» Selected text
--- begin ---
FOR IMMEDIATE RELEASE
January 20, 2021
WASHINGTON - In response to the Biden-Harris administration’s executive orders and proposed legislative package to restore and reform the immigration system and refugee resettlement program, Rabbi Jonah Dov Pesner, Director of the Religious Action Center of Reform Judaism released the following statement on behalf of the Union for Reform Judaism, Central Conference of American Rabbis, and wider Reform Movement:
The Biden administration’s prioritization of immigration reform is an urgently needed redress for the damage done to human lives and America’s moral standing by years of harsh enforcement-only immigration policies. We welcome in particular the administration’s plan to stabilize the status of DACA recipients, hundreds of thousands of immigrant youth who have been at risk of deportation.
As the Reform Movement, we have been proud to stand with the most vulnerable people living among us: undocumented immigrants, immigrant youth, asylum seekers, refugees, unaccompanied children and separated families, low-income immigrants, Black immigrants, and more. Today, we celebrate the action taken by the Biden administration to provide a pathway to citizenship for undocumented people, including DACA recipients; to increase refugee admissions; to support family reunification; and to strengthen and humanize border security. We also celebrate what this legislative proposal symbolizes: a renewed appreciation for the ways in which the United States is strengthened by the contributions of immigrants.
--- end ---
» Brief
Carry on the Reform Movement statement on immigration reform from the point where it stops, keeping its voice and subject.

Stored dataset items
--- begin ---
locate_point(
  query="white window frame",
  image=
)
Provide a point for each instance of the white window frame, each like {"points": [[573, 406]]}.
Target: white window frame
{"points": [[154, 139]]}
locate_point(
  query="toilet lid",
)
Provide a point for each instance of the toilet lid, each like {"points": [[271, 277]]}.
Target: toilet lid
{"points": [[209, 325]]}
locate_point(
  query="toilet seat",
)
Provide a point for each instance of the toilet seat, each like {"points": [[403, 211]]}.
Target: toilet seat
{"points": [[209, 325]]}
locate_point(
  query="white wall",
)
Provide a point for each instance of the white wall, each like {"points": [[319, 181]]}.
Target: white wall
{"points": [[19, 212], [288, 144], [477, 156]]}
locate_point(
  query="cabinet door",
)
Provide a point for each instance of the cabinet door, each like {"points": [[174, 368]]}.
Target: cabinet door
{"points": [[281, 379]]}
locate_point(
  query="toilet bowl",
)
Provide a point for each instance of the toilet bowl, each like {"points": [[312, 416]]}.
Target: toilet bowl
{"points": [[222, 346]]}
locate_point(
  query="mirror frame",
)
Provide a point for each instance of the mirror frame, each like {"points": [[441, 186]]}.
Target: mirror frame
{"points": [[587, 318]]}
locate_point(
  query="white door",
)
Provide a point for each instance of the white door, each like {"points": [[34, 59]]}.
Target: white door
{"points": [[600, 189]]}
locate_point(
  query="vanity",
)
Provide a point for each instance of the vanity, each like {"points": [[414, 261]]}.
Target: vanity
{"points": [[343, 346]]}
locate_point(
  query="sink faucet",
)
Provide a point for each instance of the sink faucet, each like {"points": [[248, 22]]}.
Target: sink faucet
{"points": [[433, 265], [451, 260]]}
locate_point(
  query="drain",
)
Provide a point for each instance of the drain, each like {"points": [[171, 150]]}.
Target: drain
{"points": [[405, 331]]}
--- end ---
» Result
For much of the last half-century, immigration reform efforts were bipartisan, and we were proud to work with elected officials on both sides of the aisle, most recently during the 2013 reform effort. We hope that tradition resumes with the 117th Congress. It is essential that immigration policies protect the nation’s security, meet the needs of employers, and ensure just and humane treatment of immigrants, refugees, and asylum seekers. What the new administration has done today is set a standard that we will work to hold them and the new Congress accountable to.
No less than 36 times, the Torah instructs us on how to treat the ger, the foreigner among us. God commands, “The stranger who resides with you shall be to you as one of your citizens; you shall love them as yourself, for you were strangers in the land of Egypt” (Leviticus 19:34). Guided by this repeated injunction to love the stranger, the Reform Jewish Movement has long been committed to fixing our broken immigration system and ensuring just and compassionate immigration policies. Today was a good first step in doing so.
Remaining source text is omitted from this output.